* [WRITTEN INSTRUCTION]:
Update the entries below by replacing each "Annotate" with "Mark" and leaving every other word unchanged.

* [INFORMATION PROVIDED]:
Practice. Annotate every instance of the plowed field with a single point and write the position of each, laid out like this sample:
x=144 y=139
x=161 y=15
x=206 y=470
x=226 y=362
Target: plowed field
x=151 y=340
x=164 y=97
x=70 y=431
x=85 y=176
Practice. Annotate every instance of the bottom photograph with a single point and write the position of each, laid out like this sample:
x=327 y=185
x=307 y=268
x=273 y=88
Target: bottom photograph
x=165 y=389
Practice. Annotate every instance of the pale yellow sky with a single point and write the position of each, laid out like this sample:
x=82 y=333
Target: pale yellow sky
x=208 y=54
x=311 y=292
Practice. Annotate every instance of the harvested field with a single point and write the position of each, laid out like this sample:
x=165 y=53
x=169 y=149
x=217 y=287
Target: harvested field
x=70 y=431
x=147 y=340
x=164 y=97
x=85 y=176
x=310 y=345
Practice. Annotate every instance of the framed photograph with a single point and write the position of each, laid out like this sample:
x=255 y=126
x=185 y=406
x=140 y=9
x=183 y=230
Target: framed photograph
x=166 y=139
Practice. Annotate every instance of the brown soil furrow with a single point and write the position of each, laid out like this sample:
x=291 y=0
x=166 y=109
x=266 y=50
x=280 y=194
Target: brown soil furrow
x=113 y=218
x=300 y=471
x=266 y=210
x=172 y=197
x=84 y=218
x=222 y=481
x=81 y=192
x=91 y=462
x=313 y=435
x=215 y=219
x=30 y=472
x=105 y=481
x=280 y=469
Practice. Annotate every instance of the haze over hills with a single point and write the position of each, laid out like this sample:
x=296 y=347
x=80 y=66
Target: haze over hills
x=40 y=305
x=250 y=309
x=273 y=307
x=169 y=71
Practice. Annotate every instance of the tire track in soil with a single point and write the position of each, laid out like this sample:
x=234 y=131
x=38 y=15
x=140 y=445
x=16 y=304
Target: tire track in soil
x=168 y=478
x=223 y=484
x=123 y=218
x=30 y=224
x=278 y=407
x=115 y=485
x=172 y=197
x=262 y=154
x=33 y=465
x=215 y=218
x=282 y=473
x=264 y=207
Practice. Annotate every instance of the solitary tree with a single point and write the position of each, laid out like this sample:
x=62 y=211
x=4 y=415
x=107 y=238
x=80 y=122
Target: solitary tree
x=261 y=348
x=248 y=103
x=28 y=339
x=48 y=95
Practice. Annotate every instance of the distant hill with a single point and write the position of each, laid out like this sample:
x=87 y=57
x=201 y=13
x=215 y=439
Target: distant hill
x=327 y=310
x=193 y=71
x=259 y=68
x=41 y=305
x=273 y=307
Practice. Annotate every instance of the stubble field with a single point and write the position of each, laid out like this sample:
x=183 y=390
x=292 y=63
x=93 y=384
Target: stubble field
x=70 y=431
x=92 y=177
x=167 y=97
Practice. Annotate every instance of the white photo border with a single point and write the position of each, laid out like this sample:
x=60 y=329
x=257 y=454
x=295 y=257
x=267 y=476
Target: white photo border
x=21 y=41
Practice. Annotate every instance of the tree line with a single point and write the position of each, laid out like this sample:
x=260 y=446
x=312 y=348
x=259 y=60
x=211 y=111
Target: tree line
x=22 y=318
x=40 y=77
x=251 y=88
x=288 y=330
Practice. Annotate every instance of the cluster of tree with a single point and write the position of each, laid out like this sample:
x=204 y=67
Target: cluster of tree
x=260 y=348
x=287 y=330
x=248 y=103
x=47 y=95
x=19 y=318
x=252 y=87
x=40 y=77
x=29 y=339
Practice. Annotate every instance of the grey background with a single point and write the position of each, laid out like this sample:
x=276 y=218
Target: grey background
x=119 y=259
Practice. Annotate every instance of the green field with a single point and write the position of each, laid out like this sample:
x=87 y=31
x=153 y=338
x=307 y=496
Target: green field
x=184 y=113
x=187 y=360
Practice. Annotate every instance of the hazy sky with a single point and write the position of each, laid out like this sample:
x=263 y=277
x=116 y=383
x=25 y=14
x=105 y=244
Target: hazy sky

* [WORKED SOLUTION]:
Practice. Mark every instance of the plowed field with a single point and write the position of each, laid out like this sample:
x=144 y=139
x=161 y=15
x=206 y=470
x=226 y=362
Target: plowed field
x=151 y=340
x=164 y=97
x=70 y=431
x=85 y=176
Practice. Mark every instance of the bottom photograph with a single point and write the position of each, laid out like this sample:
x=327 y=185
x=307 y=268
x=273 y=88
Target: bottom photograph
x=165 y=389
Practice. Mark every instance of the pale yellow sky with a single point and write the position of each, laid out like this sample:
x=82 y=333
Target: pale yellow sky
x=208 y=54
x=311 y=292
Practice. Mark every instance of the harvested field with a single point and write the position of each, laid out like this sample:
x=165 y=53
x=169 y=149
x=217 y=287
Target: harvested field
x=70 y=431
x=147 y=340
x=164 y=97
x=85 y=176
x=310 y=345
Practice. Mark every instance of the framed photograph with a single point and write the position of each, laid out like this sample:
x=255 y=126
x=185 y=406
x=140 y=9
x=183 y=230
Target: framed photograph
x=166 y=139
Practice. Mark every instance of the brown soil furrow with a single point and write the position of each, laid out like this sample:
x=291 y=0
x=166 y=109
x=266 y=50
x=280 y=194
Target: brown soil furrow
x=113 y=218
x=300 y=471
x=266 y=210
x=172 y=197
x=84 y=218
x=222 y=481
x=81 y=192
x=91 y=462
x=313 y=435
x=215 y=219
x=30 y=472
x=105 y=481
x=280 y=469
Practice. Mark every instance of the haze over hills with a single point and write the position of each, laid out like this sample:
x=296 y=347
x=80 y=66
Target: haze over hills
x=40 y=305
x=250 y=309
x=273 y=307
x=169 y=71
Practice. Mark every instance of the tire track in soil with a single point and write the position of each, laid out like this sample:
x=234 y=131
x=38 y=15
x=140 y=445
x=16 y=304
Target: tire track in soil
x=168 y=478
x=223 y=484
x=123 y=218
x=30 y=224
x=278 y=407
x=115 y=485
x=172 y=197
x=262 y=154
x=33 y=465
x=215 y=218
x=282 y=473
x=264 y=207
Practice. Mark every instance of the solitary tree with a single point and write the position of each, laid out like this sample:
x=62 y=211
x=4 y=415
x=107 y=238
x=80 y=122
Target: solitary tree
x=261 y=348
x=248 y=103
x=28 y=339
x=48 y=95
Practice. Mark every instance of the distant hill with a single point and write the position of each, laid out like this sample:
x=87 y=57
x=201 y=13
x=215 y=439
Target: distant hill
x=327 y=310
x=193 y=71
x=259 y=68
x=41 y=305
x=273 y=307
Practice. Mark every instance of the stubble field with a single point and write the position of each, laid out like this sample:
x=183 y=390
x=292 y=63
x=93 y=384
Target: stubble field
x=70 y=431
x=92 y=177
x=167 y=97
Practice. Mark every instance of the white photo border with a single point and write the position of each, laid out like this sample:
x=60 y=329
x=257 y=454
x=295 y=257
x=267 y=476
Target: white photo border
x=21 y=41
Practice. Mark every instance of the tree line with a single point and write the position of each, laid out like this sample:
x=260 y=446
x=312 y=348
x=259 y=60
x=211 y=111
Target: tree line
x=22 y=318
x=40 y=77
x=251 y=88
x=288 y=330
Practice. Mark every instance of the cluster of tree with a single point and write the position of each, laid out like this sample:
x=204 y=67
Target: cluster of tree
x=260 y=348
x=287 y=330
x=248 y=103
x=47 y=95
x=19 y=318
x=252 y=87
x=40 y=77
x=29 y=339
Practice. Mark every instance of the grey background with a single point and write the position of each, laid out like this sample:
x=276 y=218
Target: grey background
x=119 y=259
Practice. Mark every instance of the green field with a single point and write the position of each, laid out like this sample:
x=87 y=31
x=153 y=338
x=307 y=496
Target: green field
x=184 y=113
x=187 y=360
Practice. Mark every instance of the hazy sky with a single point and write the position of each, laid out like this sample:
x=263 y=277
x=116 y=383
x=25 y=14
x=105 y=244
Target: hazy sky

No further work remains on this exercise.